▶ _WHAT TO DO_:
The entries below should be written out again exactly as they stand.

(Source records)
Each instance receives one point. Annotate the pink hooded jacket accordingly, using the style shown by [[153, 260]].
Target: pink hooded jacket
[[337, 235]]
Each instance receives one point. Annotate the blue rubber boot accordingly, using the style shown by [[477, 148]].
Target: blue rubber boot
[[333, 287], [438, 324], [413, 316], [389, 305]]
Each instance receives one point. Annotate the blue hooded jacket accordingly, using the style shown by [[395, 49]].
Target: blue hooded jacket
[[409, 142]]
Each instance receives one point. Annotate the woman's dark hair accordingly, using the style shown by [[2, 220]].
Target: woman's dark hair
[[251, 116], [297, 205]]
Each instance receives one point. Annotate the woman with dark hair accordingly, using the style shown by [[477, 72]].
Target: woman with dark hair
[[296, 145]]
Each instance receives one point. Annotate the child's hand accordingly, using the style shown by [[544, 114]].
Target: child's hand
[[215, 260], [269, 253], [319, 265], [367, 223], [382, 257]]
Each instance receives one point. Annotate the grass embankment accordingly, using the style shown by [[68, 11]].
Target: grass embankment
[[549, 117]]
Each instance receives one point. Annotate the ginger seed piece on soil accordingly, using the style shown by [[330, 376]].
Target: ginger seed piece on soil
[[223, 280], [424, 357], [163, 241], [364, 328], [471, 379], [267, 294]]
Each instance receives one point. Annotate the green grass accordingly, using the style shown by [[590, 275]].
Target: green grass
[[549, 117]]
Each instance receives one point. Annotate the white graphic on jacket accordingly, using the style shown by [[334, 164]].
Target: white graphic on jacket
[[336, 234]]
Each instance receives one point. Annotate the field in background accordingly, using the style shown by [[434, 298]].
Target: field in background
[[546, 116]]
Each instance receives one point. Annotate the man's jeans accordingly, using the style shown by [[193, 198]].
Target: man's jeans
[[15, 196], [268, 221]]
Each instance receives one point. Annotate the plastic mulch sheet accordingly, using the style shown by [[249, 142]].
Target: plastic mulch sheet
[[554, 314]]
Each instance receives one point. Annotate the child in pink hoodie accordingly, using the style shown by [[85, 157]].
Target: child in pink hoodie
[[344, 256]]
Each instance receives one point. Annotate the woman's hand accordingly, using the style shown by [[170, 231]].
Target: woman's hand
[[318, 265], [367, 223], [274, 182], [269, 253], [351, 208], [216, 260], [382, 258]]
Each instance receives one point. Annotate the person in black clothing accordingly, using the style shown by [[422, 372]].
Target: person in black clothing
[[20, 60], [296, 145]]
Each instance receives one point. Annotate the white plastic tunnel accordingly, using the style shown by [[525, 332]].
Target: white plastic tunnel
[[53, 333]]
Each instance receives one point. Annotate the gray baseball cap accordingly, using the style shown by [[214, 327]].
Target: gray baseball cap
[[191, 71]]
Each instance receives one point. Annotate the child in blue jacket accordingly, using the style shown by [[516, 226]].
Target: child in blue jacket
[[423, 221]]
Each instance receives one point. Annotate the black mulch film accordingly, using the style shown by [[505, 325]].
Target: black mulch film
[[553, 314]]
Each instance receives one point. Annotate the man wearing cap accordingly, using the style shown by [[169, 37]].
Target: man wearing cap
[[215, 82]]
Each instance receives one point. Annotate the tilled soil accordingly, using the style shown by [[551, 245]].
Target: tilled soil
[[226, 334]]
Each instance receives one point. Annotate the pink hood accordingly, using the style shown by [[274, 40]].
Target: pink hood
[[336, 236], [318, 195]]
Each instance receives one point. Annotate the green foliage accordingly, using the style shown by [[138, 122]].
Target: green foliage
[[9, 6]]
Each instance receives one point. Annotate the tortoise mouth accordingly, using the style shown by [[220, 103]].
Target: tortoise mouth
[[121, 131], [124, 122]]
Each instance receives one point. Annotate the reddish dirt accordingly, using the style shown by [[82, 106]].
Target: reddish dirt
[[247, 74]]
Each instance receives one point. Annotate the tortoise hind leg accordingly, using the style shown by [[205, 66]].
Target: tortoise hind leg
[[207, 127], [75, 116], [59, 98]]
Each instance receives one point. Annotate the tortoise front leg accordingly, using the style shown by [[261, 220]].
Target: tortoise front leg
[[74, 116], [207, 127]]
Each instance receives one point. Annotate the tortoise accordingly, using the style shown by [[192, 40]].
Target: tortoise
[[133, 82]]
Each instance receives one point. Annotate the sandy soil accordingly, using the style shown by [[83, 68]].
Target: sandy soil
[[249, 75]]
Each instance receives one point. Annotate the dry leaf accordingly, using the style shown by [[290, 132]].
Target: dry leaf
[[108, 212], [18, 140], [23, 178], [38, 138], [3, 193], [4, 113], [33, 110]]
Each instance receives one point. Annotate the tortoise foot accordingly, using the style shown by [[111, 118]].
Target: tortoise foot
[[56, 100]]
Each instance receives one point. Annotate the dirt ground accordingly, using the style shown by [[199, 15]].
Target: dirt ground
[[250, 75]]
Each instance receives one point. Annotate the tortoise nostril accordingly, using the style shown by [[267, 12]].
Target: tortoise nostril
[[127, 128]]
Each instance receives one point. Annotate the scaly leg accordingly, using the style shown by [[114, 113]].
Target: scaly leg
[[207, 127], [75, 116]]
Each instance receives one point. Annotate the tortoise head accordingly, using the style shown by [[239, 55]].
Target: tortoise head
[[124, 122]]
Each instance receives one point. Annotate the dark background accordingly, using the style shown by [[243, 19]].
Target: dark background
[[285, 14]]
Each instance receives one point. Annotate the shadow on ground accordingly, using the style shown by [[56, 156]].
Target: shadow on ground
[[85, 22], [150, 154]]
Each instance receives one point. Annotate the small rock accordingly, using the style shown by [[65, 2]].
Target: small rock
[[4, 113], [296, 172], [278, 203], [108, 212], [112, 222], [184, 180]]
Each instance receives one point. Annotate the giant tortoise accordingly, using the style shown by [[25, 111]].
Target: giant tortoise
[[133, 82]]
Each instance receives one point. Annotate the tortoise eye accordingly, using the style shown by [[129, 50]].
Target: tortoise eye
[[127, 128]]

▶ _EXERCISE SOLUTION_:
Each instance receives one point. Annotate the pink hooded jacket accordingly, using the style shown by [[153, 260]].
Target: pink hooded jacket
[[337, 235]]
Each instance receives one point. Annotate the blue rubber boot accordingly, using the style shown by [[477, 148]].
Target: blue rubber boot
[[333, 287], [438, 324], [413, 316], [389, 305]]
Each instance receives one point. Annotate the blue hooded jacket accordingly, using the style shown by [[395, 49]].
Target: blue hooded jacket
[[409, 142]]
Each instance receives one point. Annotate the woman's dark hair accordingly, using the style shown by [[2, 220]].
Target: woman's dark hair
[[251, 116], [297, 205]]
Each instance receives one point. Annotate the woman with dark hair accordingly, using the style shown by [[477, 72]].
Target: woman with dark hair
[[296, 145]]
Each instance receives one point. Annotate the child's hand accordingly, using the style shown by [[544, 114]].
Target: child's hand
[[215, 260], [269, 253], [319, 265], [367, 223], [382, 257]]
Each instance receives one point. Annotate the grass embankment accordingly, using the style shown by [[68, 11]].
Target: grass embankment
[[549, 117]]
Each instance receives one point. Annotate the ginger seed piece on soil accordingly, using the style shown by [[330, 376]].
Target: ginger seed piece on soil
[[223, 280], [424, 357], [163, 241], [364, 328], [471, 379], [267, 294]]
Each instance receives one point. Annotate the green grass accordingly, using the style shown by [[590, 275]].
Target: green grass
[[549, 117]]
Each instance receives one point. Annotate the white graphic on jacket accordingly, using the style shown by [[334, 164]].
Target: white graphic on jacket
[[336, 234]]
Each instance receives one point. Annotate the field in background accordingly, using the style shown by [[434, 298]].
Target: field in background
[[546, 116]]
Each instance receives one point. Annotate the man's jeans accordingly, using the style shown by [[193, 198]].
Target: man's jeans
[[15, 196], [268, 221]]
Each instance receives one point. Annotate the plastic mulch sheet accordingly, using the style shown by [[249, 142]].
Target: plastic mulch sheet
[[554, 314]]
Each instance receives one point. Annotate the child in pink hoodie accordingly, using the style shown by [[85, 157]].
Target: child in pink hoodie
[[344, 256]]
Each instance receives one point. Annotate the woman's hand accordingly, using the style shown by [[170, 231]].
Target: woman's hand
[[318, 265], [367, 223], [274, 182], [269, 253], [351, 208], [216, 260], [382, 258]]
Each instance receives one point. Annotate the person in black clothing accordingly, using the style shown by [[422, 372]].
Target: person in black clothing
[[20, 60], [296, 145]]
Each instance receives one point. Annotate the white plastic tunnel accordingly, using the style shown by [[525, 332]].
Target: white plastic tunnel
[[53, 333]]
Each instance receives one point. Annotate the gray baseball cap accordingly, using the style shown by [[214, 327]].
Target: gray baseball cap
[[191, 71]]
Each instance receives one point. Annotate the child in blue jacket accordingly, using the style shown by [[516, 226]].
Target: child in blue jacket
[[423, 221]]
Each instance receives one point. Annotate the black mulch film accordingly, using the style shown by [[505, 325]].
Target: black mulch film
[[553, 314]]
Each instance receives one point. Annotate the man wearing cap accordingly, using the style shown by [[169, 37]].
Target: man wearing cap
[[215, 82]]
Each instance receives one point. Annotate the tilled soil accordingly, using the style shown by [[551, 245]].
Target: tilled soil
[[226, 334]]
Each instance receives one point. Annotate the pink hood accordingly, using the style shown by [[274, 40]].
Target: pink hood
[[336, 236], [318, 195]]
Each instance receives one point. Annotate the green foliage accordingly, using the style shown by [[138, 122]].
Target: green foliage
[[9, 6]]
Each instance receives one point. Annotate the tortoise mouth accordingly, using the style shown by [[220, 103]].
Target: tortoise mouth
[[121, 131], [124, 122]]
Each instance receives one point. Annotate the reddish dirt accordingly, using the style shown by [[82, 106]].
Target: reddish dirt
[[247, 74]]
Each instance receives one point. Annotate the tortoise hind leg accordingly, using the style shown by [[205, 66]].
Target: tortoise hind leg
[[207, 127], [75, 116], [59, 98]]
Each instance receives one point. Annotate the tortoise front leg accordingly, using the style shown by [[261, 220]].
Target: tortoise front leg
[[74, 116], [207, 127]]
Each instance receives one point. Annotate the tortoise accordingly, using the style shown by [[192, 40]].
Target: tortoise
[[133, 82]]
Each instance receives one point. Annotate the sandy soil accordingly, using the style shown by [[83, 68]].
Target: sandy soil
[[249, 75]]
Each instance receives one point. Annotate the dry leaf accordingly, using the style shown by [[290, 132]].
Target: dry leaf
[[108, 212], [18, 140], [23, 178], [38, 138], [3, 193], [4, 113], [33, 110]]
Each instance receives one point. Annotate the tortoise foot accordingly, using the style shown by [[111, 118]].
Target: tortoise foot
[[56, 100]]
Each instance receives one point. Annotate the dirt ground accordingly, using the style shown by [[199, 15]].
Target: dirt ground
[[250, 75]]
Each instance receives one point. Annotate the tortoise nostril accordingly, using the style shown by [[267, 12]].
Target: tortoise nostril
[[127, 128]]
Each instance receives one point. Annotate the scaly leg accordingly, using the style shown by [[114, 113]].
Target: scaly leg
[[207, 127], [75, 116]]
Each instance receives one point. Annotate the tortoise head accordingly, using the style shown by [[239, 55]].
Target: tortoise head
[[124, 122]]
Each instance receives one point. Annotate the dark background accordingly, using the style shown by [[243, 19]].
Target: dark background
[[285, 14]]
Each instance receives one point. Annotate the shadow on ground accordingly, using the style shown by [[56, 156]].
Target: shadow on ground
[[85, 22], [150, 154]]
Each instance receives one point. Annotate the small rock accordingly, using the style shown by [[65, 2]].
Target: small rock
[[4, 113], [296, 172], [278, 203], [108, 212], [112, 222], [184, 180]]
Each instance receives one point. Annotate the giant tortoise accordingly, using the style shown by [[25, 111]].
Target: giant tortoise
[[133, 82]]
Each instance receives one point. Annotate the tortoise eye accordingly, using the style shown by [[129, 50]].
Target: tortoise eye
[[127, 128]]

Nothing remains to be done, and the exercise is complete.